- WORKING DATA:
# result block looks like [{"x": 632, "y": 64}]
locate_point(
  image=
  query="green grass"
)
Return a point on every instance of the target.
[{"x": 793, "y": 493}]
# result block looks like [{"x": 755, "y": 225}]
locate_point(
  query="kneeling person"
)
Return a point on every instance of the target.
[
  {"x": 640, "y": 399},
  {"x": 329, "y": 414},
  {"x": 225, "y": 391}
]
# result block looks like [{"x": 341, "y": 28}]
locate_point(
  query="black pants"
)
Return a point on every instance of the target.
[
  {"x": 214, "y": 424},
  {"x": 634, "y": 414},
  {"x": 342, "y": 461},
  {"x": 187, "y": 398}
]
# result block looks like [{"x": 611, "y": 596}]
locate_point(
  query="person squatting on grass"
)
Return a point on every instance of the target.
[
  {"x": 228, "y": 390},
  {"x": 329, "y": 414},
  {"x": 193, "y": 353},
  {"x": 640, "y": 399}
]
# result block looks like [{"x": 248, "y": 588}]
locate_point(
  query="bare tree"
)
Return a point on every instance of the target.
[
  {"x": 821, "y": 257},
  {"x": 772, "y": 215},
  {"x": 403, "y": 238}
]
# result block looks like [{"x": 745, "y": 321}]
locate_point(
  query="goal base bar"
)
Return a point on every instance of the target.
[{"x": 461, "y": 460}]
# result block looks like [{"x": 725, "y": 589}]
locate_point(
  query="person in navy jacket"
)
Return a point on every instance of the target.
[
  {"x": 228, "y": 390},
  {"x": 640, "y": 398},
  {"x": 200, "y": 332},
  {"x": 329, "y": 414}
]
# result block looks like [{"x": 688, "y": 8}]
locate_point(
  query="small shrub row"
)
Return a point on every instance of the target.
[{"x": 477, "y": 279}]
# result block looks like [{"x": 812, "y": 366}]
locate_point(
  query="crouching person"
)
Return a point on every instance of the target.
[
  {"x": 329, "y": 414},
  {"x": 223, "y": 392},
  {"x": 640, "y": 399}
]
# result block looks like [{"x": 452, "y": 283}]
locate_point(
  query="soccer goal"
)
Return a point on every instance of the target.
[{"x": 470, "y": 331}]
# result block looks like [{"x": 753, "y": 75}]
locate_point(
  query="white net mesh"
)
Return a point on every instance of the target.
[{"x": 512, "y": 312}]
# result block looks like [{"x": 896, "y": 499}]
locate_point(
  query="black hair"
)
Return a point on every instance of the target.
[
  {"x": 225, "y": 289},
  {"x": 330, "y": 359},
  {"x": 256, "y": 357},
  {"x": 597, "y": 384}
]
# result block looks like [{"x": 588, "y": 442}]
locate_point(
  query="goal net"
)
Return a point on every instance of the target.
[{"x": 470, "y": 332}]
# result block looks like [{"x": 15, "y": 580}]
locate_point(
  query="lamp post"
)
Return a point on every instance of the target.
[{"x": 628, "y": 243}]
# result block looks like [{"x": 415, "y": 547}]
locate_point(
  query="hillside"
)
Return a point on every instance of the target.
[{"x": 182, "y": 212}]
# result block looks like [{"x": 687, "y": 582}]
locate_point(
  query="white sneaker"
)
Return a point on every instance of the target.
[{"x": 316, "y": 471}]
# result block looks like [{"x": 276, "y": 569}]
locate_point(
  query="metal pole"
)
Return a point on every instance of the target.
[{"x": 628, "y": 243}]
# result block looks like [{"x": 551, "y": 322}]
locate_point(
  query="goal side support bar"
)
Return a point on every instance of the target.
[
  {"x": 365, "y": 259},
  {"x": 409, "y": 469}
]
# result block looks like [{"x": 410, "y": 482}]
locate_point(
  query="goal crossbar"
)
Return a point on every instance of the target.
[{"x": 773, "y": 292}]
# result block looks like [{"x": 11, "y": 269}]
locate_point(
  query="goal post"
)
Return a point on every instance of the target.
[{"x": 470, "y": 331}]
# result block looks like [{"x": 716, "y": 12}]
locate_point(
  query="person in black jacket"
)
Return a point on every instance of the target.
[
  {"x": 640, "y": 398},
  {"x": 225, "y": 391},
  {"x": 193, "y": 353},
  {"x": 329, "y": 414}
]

- WHAT YOU SHOULD DO:
Reproduce each record exactly as it appears.

- FINAL RESULT:
# result block looks like [{"x": 632, "y": 64}]
locate_point(
  image=
  query="green grass"
)
Return a point on every instance of the target.
[{"x": 793, "y": 493}]
# result block looks like [{"x": 755, "y": 225}]
locate_point(
  query="kneeling person"
)
Return a point on every instance of the target.
[
  {"x": 640, "y": 399},
  {"x": 329, "y": 414},
  {"x": 225, "y": 391}
]
# result block looks like [{"x": 341, "y": 28}]
locate_point(
  query="black pants"
)
Return a point on every instance of the target.
[
  {"x": 214, "y": 424},
  {"x": 634, "y": 414},
  {"x": 342, "y": 461},
  {"x": 187, "y": 398}
]
# result block looks like [{"x": 611, "y": 596}]
locate_point(
  query="person squatting on grass"
)
Return a point on every instance of the target.
[
  {"x": 228, "y": 390},
  {"x": 329, "y": 414},
  {"x": 193, "y": 353},
  {"x": 640, "y": 399}
]
# result block looks like [{"x": 248, "y": 588}]
locate_point(
  query="bare tree"
)
Return a point on every instance of the target.
[
  {"x": 821, "y": 257},
  {"x": 772, "y": 215},
  {"x": 403, "y": 238}
]
# result block looks like [{"x": 745, "y": 321}]
locate_point(
  query="goal base bar"
)
Return a point on every instance of the target.
[{"x": 461, "y": 460}]
# result block looks like [{"x": 725, "y": 589}]
locate_point(
  query="person in navy jacket"
)
Return a point on every instance of the target.
[
  {"x": 228, "y": 390},
  {"x": 640, "y": 398},
  {"x": 200, "y": 332},
  {"x": 329, "y": 414}
]
# result block looks like [{"x": 688, "y": 8}]
locate_point(
  query="small shrub row"
)
Return a point on every instance of the target.
[{"x": 477, "y": 279}]
# result block looks like [{"x": 812, "y": 366}]
locate_point(
  query="crouching person"
)
Return a point on every instance of the target.
[
  {"x": 329, "y": 414},
  {"x": 223, "y": 392},
  {"x": 640, "y": 399}
]
# result block looks like [{"x": 452, "y": 283}]
locate_point(
  query="soccer goal"
)
Return a point on every instance of the target.
[{"x": 470, "y": 331}]
# result block looks like [{"x": 753, "y": 75}]
locate_point(
  query="white net mesh"
)
Return a point on every instance of the target.
[{"x": 512, "y": 312}]
# result block looks like [{"x": 896, "y": 499}]
locate_point(
  query="black hair"
)
Return a point on every instance of the target.
[
  {"x": 225, "y": 289},
  {"x": 330, "y": 359},
  {"x": 256, "y": 357},
  {"x": 597, "y": 384}
]
# result block looks like [{"x": 588, "y": 442}]
locate_point(
  query="goal net"
)
Return a point on every instance of the target.
[{"x": 470, "y": 332}]
# result block looks like [{"x": 15, "y": 580}]
locate_point(
  query="lamp post"
)
Return a point on every instance of the target.
[{"x": 628, "y": 243}]
# result block looks like [{"x": 415, "y": 547}]
locate_point(
  query="hillside"
)
Return a point on every instance of the target.
[{"x": 182, "y": 212}]
# result block looks like [{"x": 687, "y": 582}]
locate_point(
  query="white sneaker"
)
Return a point on every instance of the target.
[{"x": 316, "y": 471}]
# result block looks like [{"x": 276, "y": 569}]
locate_point(
  query="metal pole"
)
Return a point on every instance of the target.
[{"x": 628, "y": 243}]
# result block looks like [{"x": 551, "y": 322}]
locate_point(
  query="goal side support bar"
)
Return a point on every instance of the target.
[
  {"x": 365, "y": 259},
  {"x": 409, "y": 469}
]
# result block looks like [{"x": 410, "y": 482}]
locate_point(
  query="goal crossbar"
)
Return a point on every instance of the target.
[{"x": 773, "y": 292}]
# result block looks like [{"x": 11, "y": 269}]
locate_point(
  query="goal post"
)
Return a point on every instance of the target.
[{"x": 470, "y": 331}]
# result block looks like [{"x": 716, "y": 12}]
locate_point(
  query="person in black jacket"
)
Return a point on every instance of the target.
[
  {"x": 640, "y": 398},
  {"x": 225, "y": 391},
  {"x": 193, "y": 353},
  {"x": 329, "y": 414}
]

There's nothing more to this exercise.